* [Lesetext]
Gibt es doch so etwas wie eine Todessehnsucht?

Dieses Denken hat leider Freud in die falsche Bahn gelenkt. Er nahm an, es gebe in jedem Menschen so etwas wie einen Todestrieb. Das ist falsch. Es gibt einen Antrieb, den Tod zu antizipieren. Riskanteste Abenteuer zu wagen, um gerade das Überleben zu stärken. Freud meinte, wenn Leute riskante Dinge treiben, die aufs Ende abzielen, aus einer Höhle herauszugehen und mit Giftschlangen zu kämpfen etwa, das ist doch irre, das machen die doch nur, weil die einen Todestrieb haben. Das ist völlig falsch. Es ist die anthropologische Konstante, daß man in der Kraft der Antizipation des Endes gerade die Kraft zum Beginnen und Weitermachen erfahren will. Die Extremsportler, die auf die Gipfel steigen, wollen sich ja nicht umbringen, die wollen im Gegenteil ihr Bewußtsein stärken, allen Gefahren trotzen zu können, auf alles vorbereitet zu sein. Die sind extrem vorsichtig und bereiten jeden Schritt genau vor. Das ist also nicht, wie Freud annahm, eine verkappte Erfüllung einer Todessehnsucht, sondern das ist wirklich im apokalyptischen Denken grundlegend, daß das Ziel nicht der Untergang ist, sondern die Vermeidung. Nicht die Katastrophe, sondern die Fähigkeit, ihr gewachsen zu sein.

* [Datenauszüge]

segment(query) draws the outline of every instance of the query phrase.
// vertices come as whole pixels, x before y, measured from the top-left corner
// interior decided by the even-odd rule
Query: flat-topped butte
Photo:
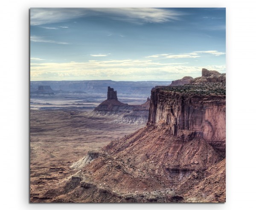
[[[226,83],[223,82],[190,83],[180,86],[156,86],[155,88],[159,91],[163,91],[186,94],[226,95]]]

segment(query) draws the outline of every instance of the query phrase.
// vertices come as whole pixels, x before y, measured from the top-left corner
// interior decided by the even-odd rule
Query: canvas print
[[[31,8],[30,202],[226,201],[225,8]]]

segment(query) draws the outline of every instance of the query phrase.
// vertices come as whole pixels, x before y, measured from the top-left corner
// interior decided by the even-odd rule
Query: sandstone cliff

* [Aufgabenstellung]
Beantworte zum Lesetext über den Todestrieb diese Fragen:
(a) Was gibt es nach Freuds Annahme in jedem Menschen?
(b) Was wollen die Extremsportler, die auf die Gipfel steigen, stattdessen stärken?
(c) Was ist im apokalyptischen Denken das Ziel, wenn es nicht der Untergang ist?
Das Material stammt aus einer anderen Quelle.

* [Lösung]
(a) So etwas wie einen Todestrieb.
(b) Ihr Bewußtsein, allen Gefahren trotzen zu können und auf alles vorbereitet zu sein.
(c) Die Vermeidung.